[Coordinate labeling data]
begin

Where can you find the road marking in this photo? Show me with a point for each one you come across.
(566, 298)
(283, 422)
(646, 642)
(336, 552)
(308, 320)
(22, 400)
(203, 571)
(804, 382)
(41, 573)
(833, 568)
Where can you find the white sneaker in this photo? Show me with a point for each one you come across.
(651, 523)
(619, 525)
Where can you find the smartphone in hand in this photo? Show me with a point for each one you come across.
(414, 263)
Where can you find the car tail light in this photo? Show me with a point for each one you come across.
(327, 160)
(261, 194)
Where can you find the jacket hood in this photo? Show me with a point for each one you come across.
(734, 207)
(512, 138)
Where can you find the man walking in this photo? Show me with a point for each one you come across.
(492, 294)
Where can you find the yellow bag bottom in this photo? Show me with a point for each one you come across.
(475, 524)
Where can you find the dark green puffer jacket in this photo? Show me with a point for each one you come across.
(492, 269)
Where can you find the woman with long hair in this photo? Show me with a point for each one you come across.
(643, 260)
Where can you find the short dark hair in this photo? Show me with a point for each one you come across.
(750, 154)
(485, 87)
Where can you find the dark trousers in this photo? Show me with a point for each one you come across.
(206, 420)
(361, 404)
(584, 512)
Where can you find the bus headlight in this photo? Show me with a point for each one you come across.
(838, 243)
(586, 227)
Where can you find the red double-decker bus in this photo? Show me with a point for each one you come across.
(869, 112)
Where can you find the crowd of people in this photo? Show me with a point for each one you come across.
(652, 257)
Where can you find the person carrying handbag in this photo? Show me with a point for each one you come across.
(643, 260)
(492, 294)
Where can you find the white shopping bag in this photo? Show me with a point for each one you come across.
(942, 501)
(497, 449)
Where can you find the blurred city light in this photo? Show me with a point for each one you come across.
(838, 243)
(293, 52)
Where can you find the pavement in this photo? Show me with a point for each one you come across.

end

*The exercise*. Rewrite every one of the entries above, replacing "you come across" with "you spot" and leaving everything else unchanged.

*Output of the task*.
Where can you find the road marking in this photo? Show me with a point for each one you spot.
(566, 298)
(283, 422)
(646, 642)
(336, 552)
(308, 320)
(22, 400)
(203, 571)
(804, 382)
(41, 573)
(833, 568)
Where can you find the white sneaker in this photo? Show me with a point for each one you spot.
(651, 523)
(619, 525)
Where can you find the smartphone in hand in this photo? Show me with a point for each one you spot.
(414, 263)
Where can you find the car tail light in this photo? Show me with a point for each one you spot.
(327, 160)
(261, 194)
Where can you find the jacket hood in this photo? Show me with a point for each one you spot.
(734, 207)
(512, 138)
Where can you find the man walking in this photo? Show me with a point for each one you spot.
(492, 294)
Where can you find the yellow bag bottom in this photo? Show me with a point for each one you spot.
(475, 524)
Where can you find the dark green puffer jacket in this photo? Show me with a point for each one you spot.
(492, 269)
Where can you find the woman with long hair in this photo? Show me with a point for each one you spot.
(643, 260)
Where can you find the short dark hair in this photo? Show me with a point for each one you spot.
(750, 154)
(485, 87)
Where can you find the dark trousers in this photo? Show me with a point for each one you spot.
(206, 420)
(361, 404)
(584, 512)
Where can you find the bus headlight in this photo? Show me with a point for each one you spot.
(838, 243)
(586, 227)
Where can you find the red double-decker bus in this photo? Show me with a point for each one you spot.
(869, 112)
Where can you find the crowd of people in this photo? Show me with a point for each one you spot.
(652, 257)
Where can you find the person carrying handbag in this photo? Show me with a point for each one you spot.
(643, 260)
(492, 294)
Where can you find the white shopping bag in this photo? Show me with a point for each one you spot.
(942, 501)
(497, 449)
Where can you find the blurred city light in this photo? Show me with a point for each one you spot.
(838, 243)
(293, 52)
Where can you find the pavement in this photo? Show me with a point for each one you spot.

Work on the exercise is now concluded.